> [DOCUMENT EXCERPT]:
○ ○ ○ ○ ○ ○ ○
问题
Possible Duplicate:
what’s the point in malloc(0)?
Why does malloc(0) actually return a valid pointer for writing ?
char *str = NULL;
str = (char*)malloc(0); // allocate 0 bytes ?
printf("Pointer of str: %p\n", str);
strcpy(str, "A very long string ...................");
printf("Value of str: %s", str);
free(str); // Causes crash if str is too long
Output:
Pointer of str: 0xa9d010
Aborted
Value of str: A very long string ...................
When str is shorter then it just works as it should.
BTW: For compiling I used GCC with "-D_FORTIY_SOURCE=0 -fno-stack-protector"
*** glibc detected *** ..: free(): invalid next size (fast): 0x0000000000a9d010 ***
回答1:
Why does
malloc(0)actually return a valid pointer for writing?
It doesn't return a valid pointer for writing. It returns a valid pointer for not using it. Or it may return NULL as well since the C standard specifies this case to be implementation defined.
○ ○ ○ ○ ○ ○ ○
> [DATA]:
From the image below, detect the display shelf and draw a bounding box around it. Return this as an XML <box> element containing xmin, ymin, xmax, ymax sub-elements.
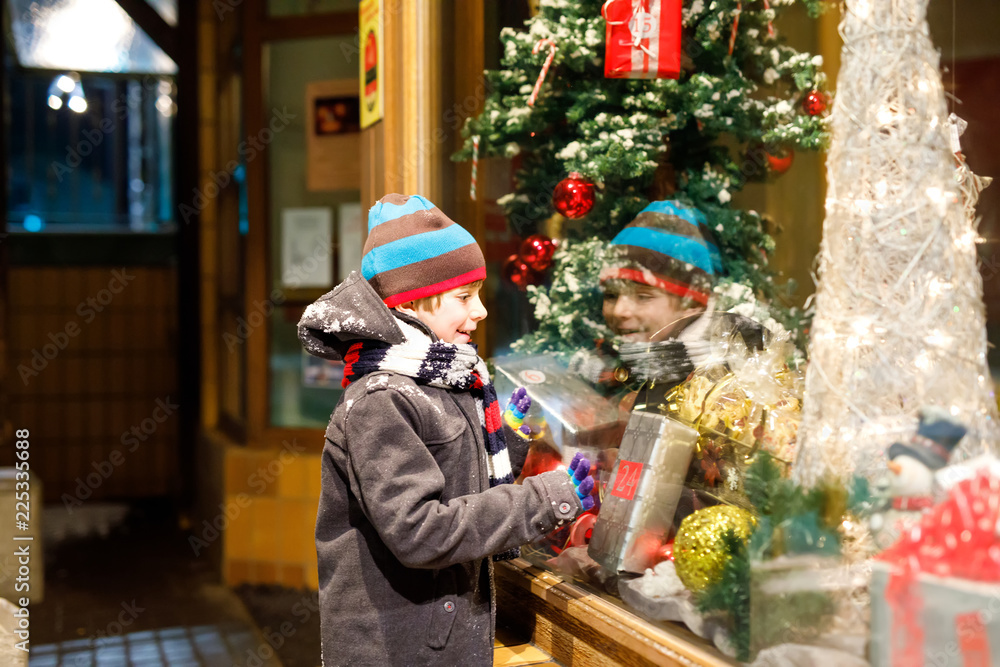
<box><xmin>495</xmin><ymin>558</ymin><xmax>739</xmax><ymax>667</ymax></box>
○ ○ ○ ○ ○ ○ ○
> [SET PROBLEM]:
Write the next part of the malloc(0) thread, picking up after its last sentence. The material comes from a different source than the malloc(0) thread.

> [RESULT FOR THIS EXERCISE]:
回答2:
It is undefined behavior to dereference the pointer returned by malloc(0).
From the C Standard:
(C99, 7.20.3p1) "If the size of the space requested is zero, the behavior is implementation defined: either a null pointer is returned, or the behavior is as if the size were some nonzero value, except that the returned pointer shall not be used to access an object."
回答3:
malloc() is supposed to return a void* pointer. And it faithfully does that. But leads to UB when you dereference it.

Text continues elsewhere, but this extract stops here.